*What the task requires*
Rescale the listing from its first line through the line containing "x=214 y=213", both included. Reproduce every line, requests unchanged, with each x and y coordinate in the answers multiplied by 1.1 and rounded to a whole number (halves up), and give only those lines.

*Extracted entries*
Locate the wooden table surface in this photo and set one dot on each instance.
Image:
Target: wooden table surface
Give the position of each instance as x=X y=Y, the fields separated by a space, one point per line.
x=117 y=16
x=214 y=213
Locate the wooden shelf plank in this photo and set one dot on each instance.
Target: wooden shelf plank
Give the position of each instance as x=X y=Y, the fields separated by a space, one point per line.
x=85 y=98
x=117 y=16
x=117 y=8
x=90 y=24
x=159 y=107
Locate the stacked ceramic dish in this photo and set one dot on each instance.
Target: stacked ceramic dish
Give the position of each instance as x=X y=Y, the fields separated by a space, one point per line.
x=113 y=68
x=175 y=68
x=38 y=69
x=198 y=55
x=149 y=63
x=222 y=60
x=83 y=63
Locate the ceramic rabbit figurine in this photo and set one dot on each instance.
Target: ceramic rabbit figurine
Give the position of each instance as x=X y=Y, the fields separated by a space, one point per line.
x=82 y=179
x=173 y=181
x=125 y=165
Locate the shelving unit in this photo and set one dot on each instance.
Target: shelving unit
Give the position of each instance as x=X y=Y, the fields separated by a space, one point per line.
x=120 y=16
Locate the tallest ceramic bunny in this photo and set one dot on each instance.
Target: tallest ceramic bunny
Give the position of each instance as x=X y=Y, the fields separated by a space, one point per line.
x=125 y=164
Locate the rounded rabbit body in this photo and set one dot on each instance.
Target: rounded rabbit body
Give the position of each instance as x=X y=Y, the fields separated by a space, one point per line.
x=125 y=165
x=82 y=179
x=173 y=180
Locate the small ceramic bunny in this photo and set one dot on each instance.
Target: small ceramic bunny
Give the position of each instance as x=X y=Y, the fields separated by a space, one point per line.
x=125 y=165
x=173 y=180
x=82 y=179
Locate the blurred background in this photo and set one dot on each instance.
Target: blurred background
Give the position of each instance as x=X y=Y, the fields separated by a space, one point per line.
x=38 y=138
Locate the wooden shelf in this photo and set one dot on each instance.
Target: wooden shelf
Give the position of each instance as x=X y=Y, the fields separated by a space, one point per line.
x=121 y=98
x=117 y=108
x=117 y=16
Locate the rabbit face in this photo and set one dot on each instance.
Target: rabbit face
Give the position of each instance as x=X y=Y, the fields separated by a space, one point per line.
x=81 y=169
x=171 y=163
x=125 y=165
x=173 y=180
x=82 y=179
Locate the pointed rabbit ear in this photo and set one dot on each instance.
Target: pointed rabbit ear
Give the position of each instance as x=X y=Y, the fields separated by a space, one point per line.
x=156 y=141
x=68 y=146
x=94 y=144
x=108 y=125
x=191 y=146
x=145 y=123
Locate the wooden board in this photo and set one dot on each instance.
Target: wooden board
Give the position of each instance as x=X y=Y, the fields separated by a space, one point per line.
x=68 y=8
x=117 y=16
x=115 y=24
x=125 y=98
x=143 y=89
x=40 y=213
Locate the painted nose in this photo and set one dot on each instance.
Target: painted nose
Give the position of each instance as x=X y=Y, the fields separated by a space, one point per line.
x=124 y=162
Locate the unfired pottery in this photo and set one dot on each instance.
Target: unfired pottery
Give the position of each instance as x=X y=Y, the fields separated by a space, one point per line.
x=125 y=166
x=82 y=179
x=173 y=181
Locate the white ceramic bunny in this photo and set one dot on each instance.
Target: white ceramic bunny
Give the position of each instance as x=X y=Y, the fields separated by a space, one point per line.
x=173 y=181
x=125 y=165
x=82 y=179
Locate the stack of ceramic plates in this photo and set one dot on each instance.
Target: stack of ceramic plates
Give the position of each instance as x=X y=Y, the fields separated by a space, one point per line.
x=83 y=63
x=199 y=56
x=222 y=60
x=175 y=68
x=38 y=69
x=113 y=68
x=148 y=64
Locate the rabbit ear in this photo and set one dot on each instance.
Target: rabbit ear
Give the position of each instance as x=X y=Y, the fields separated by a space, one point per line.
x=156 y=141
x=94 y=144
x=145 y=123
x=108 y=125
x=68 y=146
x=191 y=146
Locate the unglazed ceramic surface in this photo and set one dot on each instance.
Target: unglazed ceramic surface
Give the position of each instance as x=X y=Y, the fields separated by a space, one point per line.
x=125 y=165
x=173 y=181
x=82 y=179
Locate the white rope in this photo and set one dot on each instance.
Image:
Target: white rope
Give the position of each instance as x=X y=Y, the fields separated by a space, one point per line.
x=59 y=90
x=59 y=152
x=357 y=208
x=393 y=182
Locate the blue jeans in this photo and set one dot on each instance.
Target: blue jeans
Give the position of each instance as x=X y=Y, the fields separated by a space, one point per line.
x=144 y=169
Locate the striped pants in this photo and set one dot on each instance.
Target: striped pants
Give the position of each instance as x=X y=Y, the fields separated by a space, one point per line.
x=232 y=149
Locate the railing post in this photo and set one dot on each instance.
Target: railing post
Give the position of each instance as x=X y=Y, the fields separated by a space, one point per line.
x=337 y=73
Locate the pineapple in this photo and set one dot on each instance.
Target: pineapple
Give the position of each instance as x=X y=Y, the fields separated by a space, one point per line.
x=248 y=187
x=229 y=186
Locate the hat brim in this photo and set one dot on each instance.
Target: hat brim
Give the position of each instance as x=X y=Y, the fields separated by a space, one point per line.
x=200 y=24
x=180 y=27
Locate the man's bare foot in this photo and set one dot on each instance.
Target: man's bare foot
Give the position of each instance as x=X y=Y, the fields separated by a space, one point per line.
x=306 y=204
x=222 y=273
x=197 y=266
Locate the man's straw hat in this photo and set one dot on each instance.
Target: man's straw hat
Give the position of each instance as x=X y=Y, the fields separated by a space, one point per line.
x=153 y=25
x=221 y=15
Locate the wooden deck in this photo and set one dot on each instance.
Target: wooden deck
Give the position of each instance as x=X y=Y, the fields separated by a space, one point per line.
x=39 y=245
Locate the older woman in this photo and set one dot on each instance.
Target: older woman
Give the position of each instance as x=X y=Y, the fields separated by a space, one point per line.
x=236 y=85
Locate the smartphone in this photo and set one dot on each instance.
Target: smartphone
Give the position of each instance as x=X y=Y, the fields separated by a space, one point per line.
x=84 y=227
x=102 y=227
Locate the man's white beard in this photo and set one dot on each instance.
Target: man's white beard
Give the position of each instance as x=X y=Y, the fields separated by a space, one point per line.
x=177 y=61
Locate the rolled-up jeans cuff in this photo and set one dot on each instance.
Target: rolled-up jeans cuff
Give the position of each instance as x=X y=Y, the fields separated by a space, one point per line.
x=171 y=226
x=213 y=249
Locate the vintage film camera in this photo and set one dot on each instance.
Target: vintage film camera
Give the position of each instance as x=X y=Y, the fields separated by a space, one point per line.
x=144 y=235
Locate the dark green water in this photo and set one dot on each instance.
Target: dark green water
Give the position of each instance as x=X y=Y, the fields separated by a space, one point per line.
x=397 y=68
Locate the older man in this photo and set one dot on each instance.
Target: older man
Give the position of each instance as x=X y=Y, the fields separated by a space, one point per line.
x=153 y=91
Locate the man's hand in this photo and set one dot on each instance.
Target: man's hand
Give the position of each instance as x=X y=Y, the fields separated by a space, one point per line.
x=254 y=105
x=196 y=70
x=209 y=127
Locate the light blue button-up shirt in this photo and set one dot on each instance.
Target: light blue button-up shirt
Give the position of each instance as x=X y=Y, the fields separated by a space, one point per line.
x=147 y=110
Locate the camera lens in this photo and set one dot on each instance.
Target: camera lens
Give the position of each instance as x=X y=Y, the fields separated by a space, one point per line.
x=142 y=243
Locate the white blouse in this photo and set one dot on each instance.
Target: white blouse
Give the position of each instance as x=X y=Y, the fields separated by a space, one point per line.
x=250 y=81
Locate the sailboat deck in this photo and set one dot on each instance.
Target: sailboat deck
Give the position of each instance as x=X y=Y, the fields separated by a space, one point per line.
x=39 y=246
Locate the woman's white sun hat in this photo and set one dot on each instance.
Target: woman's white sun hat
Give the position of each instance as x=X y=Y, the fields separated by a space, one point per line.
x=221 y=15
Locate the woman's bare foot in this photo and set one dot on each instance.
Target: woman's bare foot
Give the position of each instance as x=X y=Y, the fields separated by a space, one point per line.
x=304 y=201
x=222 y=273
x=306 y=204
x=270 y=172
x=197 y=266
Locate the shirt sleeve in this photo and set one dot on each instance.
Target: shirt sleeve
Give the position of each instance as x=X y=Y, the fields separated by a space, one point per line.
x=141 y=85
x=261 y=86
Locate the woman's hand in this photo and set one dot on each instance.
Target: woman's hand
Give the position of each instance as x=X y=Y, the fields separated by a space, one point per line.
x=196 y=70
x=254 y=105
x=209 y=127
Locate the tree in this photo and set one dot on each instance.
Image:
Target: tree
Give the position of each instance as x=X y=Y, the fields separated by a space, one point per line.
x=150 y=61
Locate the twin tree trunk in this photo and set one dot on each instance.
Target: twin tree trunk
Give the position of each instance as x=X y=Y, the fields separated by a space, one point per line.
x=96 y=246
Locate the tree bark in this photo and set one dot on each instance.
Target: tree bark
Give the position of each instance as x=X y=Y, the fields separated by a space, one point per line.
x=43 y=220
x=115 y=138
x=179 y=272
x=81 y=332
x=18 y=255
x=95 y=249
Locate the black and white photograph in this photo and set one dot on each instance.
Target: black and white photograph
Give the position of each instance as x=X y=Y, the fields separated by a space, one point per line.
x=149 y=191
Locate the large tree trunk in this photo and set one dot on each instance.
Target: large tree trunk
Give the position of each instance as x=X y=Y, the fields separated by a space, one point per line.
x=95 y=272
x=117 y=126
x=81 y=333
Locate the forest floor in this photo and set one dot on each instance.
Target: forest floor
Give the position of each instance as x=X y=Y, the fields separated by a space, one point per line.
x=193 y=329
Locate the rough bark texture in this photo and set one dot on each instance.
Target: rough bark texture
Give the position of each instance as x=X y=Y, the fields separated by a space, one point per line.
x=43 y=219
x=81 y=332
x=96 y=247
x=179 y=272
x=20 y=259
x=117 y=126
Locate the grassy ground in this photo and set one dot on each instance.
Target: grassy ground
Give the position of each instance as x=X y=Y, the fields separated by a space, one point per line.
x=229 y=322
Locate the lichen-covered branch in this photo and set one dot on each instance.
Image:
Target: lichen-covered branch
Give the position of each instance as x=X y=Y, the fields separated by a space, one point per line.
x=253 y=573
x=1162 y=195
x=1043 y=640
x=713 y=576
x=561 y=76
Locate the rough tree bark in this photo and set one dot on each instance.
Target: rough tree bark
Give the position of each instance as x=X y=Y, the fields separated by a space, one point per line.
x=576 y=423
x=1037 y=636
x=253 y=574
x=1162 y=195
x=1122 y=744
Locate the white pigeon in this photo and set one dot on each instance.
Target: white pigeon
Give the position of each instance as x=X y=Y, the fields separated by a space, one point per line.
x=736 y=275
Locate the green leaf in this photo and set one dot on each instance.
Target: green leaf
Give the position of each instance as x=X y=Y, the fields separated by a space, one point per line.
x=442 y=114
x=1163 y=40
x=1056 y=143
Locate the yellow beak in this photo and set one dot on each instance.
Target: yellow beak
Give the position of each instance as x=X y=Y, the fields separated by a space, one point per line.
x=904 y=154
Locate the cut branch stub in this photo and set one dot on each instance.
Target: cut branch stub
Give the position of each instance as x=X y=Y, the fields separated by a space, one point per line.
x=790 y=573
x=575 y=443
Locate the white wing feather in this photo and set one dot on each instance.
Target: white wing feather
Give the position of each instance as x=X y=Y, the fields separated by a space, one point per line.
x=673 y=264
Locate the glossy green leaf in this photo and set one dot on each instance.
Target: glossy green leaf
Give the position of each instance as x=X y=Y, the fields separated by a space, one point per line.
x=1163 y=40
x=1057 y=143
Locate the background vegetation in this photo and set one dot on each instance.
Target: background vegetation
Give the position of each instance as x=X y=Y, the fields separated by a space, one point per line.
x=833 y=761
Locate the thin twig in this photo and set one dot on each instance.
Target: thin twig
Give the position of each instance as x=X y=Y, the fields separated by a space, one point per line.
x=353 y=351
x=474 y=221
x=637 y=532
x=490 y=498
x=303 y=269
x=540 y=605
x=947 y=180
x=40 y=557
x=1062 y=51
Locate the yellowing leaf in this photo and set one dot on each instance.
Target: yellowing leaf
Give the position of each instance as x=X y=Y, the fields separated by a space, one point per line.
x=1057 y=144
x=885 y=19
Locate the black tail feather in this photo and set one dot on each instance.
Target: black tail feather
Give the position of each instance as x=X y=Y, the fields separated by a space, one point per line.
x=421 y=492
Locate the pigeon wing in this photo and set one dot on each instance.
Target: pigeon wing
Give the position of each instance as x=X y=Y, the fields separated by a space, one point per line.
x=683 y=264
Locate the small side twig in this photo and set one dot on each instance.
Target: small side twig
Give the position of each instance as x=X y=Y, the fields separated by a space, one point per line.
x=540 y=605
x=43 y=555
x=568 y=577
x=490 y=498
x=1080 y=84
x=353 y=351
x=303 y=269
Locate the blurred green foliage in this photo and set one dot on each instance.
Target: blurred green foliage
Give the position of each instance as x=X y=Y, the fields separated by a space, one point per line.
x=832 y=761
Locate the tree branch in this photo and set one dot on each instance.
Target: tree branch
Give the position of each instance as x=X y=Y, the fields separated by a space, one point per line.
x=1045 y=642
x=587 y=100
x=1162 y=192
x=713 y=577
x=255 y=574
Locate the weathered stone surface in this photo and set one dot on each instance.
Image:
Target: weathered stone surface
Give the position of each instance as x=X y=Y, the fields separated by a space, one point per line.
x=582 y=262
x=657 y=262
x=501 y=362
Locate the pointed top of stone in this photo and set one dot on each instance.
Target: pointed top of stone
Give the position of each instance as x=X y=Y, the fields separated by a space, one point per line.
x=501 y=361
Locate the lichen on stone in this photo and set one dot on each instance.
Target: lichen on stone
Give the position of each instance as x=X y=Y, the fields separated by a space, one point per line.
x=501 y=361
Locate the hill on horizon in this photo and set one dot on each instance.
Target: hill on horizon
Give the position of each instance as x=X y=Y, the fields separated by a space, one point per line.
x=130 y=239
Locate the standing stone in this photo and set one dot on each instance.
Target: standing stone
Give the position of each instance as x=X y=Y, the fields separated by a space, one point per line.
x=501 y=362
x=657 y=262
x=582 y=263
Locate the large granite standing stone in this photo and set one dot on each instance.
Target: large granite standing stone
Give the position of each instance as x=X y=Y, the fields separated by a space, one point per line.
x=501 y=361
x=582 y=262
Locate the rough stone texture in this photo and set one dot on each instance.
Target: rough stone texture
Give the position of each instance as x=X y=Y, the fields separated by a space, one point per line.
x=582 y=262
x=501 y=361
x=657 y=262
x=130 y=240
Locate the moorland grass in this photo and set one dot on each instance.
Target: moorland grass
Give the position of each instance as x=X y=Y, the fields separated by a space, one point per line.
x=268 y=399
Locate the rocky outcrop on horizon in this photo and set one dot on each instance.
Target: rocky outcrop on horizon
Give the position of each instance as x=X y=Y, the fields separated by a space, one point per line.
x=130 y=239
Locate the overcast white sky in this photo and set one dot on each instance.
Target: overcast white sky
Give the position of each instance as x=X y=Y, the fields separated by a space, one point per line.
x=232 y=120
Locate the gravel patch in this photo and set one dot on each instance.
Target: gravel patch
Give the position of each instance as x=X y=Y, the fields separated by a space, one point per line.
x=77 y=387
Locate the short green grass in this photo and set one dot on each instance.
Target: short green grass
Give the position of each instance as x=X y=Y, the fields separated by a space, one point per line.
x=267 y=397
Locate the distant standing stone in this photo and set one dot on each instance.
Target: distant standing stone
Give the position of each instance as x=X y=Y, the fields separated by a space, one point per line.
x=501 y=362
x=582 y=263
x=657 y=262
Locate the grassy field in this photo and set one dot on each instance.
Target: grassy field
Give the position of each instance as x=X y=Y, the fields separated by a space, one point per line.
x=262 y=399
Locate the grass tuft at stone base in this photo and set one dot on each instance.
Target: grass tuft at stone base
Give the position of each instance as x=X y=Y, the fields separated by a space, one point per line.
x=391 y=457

*Written answer*
Locate the wooden table surface in this photo and set one dot on each instance.
Image:
Target: wooden table surface
Give the position of each instance as x=X y=Y, the fields separated by a space, one point per line.
x=129 y=18
x=235 y=234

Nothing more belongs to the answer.